Ausgelesener Text:

____________________

Hier findest du den Beitrag als pdf zum herunterladen: Mt18_Überlegene_AB
1 Zahm
Gezähmte Tiere tun nicht mehr das, was sie eigentlich tun würden. Dafür müssen sie einen Menschen als Autoritätsperson anerkennen und Vertrauen lernen. Zahm steht auch dafür brav zu sein, nicht mehr wild und ursprünglich. Bist du auch gezähmt worden? Diese Predigtreihe dreht sich um den ungezähmten Jesus. Die Ahnung ist, dass wir Jesus manchmal seichter, braver und zahmer darstellen, als er ist. Es geht also um Jesus, der sich nicht angepasst hat.

____________________

Vorliegende Datensätze:
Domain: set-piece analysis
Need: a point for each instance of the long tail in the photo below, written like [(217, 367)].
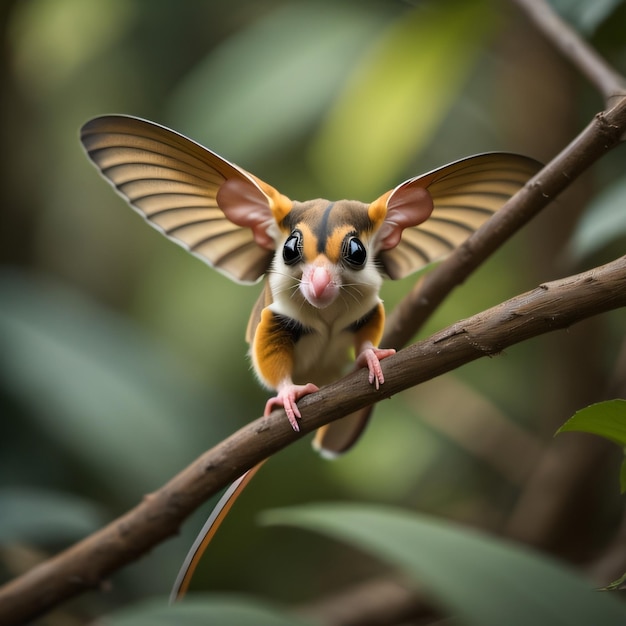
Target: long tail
[(211, 526)]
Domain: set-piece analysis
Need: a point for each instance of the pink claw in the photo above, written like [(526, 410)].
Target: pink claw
[(371, 358), (286, 399)]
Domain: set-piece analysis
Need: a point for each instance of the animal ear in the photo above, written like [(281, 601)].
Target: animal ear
[(244, 205), (427, 217), (174, 182), (409, 204)]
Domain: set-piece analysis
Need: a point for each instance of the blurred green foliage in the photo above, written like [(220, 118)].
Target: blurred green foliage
[(122, 357)]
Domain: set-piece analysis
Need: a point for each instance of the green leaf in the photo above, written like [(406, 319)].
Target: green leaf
[(603, 222), (482, 581), (38, 515), (399, 95), (275, 77), (96, 385), (607, 419), (201, 610)]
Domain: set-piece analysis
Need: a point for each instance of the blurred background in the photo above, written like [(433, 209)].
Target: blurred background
[(122, 357)]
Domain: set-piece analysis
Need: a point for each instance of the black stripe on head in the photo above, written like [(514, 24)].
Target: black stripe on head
[(322, 229)]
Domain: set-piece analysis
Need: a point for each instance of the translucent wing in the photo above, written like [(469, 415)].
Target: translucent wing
[(173, 181), (465, 194)]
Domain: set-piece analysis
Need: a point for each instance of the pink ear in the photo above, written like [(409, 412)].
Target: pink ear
[(246, 205), (408, 205)]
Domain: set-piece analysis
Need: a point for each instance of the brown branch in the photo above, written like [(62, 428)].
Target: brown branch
[(600, 136), (603, 76), (551, 306)]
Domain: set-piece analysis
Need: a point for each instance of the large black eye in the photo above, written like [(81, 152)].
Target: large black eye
[(292, 250), (353, 252)]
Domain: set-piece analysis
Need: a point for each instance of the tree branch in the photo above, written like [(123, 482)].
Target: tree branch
[(551, 306), (600, 136), (607, 81)]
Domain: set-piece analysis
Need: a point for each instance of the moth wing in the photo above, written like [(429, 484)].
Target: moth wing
[(465, 194), (173, 183)]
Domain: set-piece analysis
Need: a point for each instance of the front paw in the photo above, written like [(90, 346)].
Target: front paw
[(371, 358), (286, 399)]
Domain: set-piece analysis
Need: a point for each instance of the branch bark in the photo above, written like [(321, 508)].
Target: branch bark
[(601, 135), (549, 307)]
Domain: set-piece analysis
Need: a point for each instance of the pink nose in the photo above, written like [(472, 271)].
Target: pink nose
[(320, 279)]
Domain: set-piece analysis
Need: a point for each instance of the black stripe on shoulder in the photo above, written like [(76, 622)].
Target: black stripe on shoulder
[(363, 321), (292, 327)]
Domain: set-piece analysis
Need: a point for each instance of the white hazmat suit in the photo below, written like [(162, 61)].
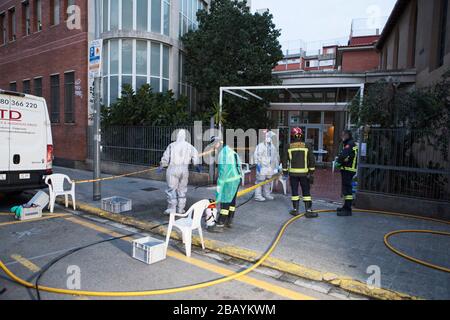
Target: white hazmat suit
[(177, 158), (267, 159)]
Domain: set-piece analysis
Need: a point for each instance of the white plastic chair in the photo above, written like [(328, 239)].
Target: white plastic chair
[(283, 183), (55, 184), (189, 221)]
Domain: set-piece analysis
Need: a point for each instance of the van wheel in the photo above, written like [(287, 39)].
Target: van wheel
[(13, 193)]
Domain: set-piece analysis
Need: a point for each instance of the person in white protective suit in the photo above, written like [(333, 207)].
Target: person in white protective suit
[(267, 159), (176, 159)]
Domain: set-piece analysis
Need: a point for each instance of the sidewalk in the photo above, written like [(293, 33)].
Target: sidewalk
[(343, 246)]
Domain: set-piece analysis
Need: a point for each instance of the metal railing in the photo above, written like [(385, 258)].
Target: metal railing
[(135, 145), (408, 163)]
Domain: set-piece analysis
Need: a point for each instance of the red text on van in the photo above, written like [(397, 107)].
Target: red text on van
[(10, 115)]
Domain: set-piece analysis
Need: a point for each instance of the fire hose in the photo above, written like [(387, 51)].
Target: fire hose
[(242, 273)]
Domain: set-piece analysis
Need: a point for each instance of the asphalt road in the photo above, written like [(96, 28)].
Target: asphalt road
[(28, 246)]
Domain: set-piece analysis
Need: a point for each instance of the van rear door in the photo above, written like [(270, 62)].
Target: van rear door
[(4, 138), (28, 135)]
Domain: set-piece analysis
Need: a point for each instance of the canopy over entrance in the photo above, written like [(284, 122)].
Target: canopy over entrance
[(321, 110)]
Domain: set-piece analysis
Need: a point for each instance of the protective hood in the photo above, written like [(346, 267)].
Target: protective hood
[(181, 136)]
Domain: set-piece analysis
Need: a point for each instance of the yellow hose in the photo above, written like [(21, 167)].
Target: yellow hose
[(153, 292), (221, 280), (401, 254)]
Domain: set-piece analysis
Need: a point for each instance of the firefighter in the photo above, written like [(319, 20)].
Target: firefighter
[(228, 182), (347, 161), (299, 165)]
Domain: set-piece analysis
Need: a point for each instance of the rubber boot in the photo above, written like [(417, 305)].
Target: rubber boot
[(309, 212), (346, 210), (296, 211), (229, 221), (220, 225)]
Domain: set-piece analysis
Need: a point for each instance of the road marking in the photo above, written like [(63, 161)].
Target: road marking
[(281, 291), (26, 263), (3, 224)]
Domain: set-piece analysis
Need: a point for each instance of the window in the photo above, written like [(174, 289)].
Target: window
[(54, 11), (38, 15), (68, 4), (156, 16), (3, 35), (13, 86), (106, 15), (37, 86), (69, 97), (188, 14), (26, 22), (27, 86), (54, 98), (396, 48), (141, 15), (141, 62), (442, 33), (114, 15), (12, 24)]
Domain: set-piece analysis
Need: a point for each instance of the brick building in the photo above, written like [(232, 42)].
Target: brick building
[(417, 36), (41, 56), (359, 55), (323, 60)]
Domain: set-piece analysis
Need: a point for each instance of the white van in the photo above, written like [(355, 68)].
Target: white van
[(26, 145)]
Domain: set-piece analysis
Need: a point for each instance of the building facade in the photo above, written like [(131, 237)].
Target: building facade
[(324, 60), (44, 51), (359, 55), (417, 36)]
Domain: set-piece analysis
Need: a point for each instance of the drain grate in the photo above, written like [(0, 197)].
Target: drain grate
[(150, 189)]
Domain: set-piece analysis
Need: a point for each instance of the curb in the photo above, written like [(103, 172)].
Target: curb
[(343, 282)]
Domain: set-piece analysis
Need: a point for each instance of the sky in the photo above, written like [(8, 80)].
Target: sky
[(319, 20)]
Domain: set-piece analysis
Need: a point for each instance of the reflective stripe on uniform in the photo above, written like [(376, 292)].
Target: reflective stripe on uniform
[(353, 168)]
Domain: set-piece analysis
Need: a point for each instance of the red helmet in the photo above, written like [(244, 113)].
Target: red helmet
[(296, 132)]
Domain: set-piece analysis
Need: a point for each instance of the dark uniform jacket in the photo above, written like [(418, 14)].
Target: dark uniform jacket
[(300, 160), (348, 158)]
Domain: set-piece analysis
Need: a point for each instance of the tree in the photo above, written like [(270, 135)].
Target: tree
[(231, 47), (145, 108)]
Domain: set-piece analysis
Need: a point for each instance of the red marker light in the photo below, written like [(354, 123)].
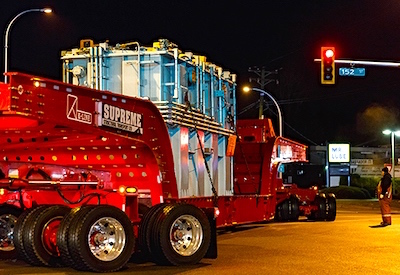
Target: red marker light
[(329, 53)]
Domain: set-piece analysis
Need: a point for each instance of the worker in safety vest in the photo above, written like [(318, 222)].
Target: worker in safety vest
[(384, 189)]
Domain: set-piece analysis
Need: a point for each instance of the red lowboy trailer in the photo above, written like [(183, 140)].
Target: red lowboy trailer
[(90, 177)]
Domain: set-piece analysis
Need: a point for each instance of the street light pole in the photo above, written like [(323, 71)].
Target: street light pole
[(274, 101), (46, 10), (392, 142)]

____________________

Arbeitsaufträge:
1 > Zitiere aus dem Beitrag wortgetreu den Abschnitt, der mit „Hier findest du“ anfängt und bis einschließlich „nicht angepasst hat.“ geht.
2 > Beantworte diese Fragen zum Beitrag:
(a) Wen müssen gezähmte Tiere als Autoritätsperson anerkennen?
(b) Um wen dreht sich die Predigtreihe?
(c) In welchem Format lässt sich der Beitrag herunterladen?
Die Datensätze braucht man für die Bearbeitung nicht.

Lösungen der Aufgaben:
1 >
Hier findest du den Beitrag als pdf zum herunterladen: Mt18_Überlegene_AB
1 Zahm
Gezähmte Tiere tun nicht mehr das, was sie eigentlich tun würden. Dafür müssen sie einen Menschen als Autoritätsperson anerkennen und Vertrauen lernen. Zahm steht auch dafür brav zu sein, nicht mehr wild und ursprünglich. Bist du auch gezähmt worden? Diese Predigtreihe dreht sich um den ungezähmten Jesus. Die Ahnung ist, dass wir Jesus manchmal seichter, braver und zahmer darstellen, als er ist. Es geht also um Jesus, der sich nicht angepasst hat.

2 >
(a) Einen Menschen.
(b) Um den ungezähmten Jesus.
(c) Als pdf.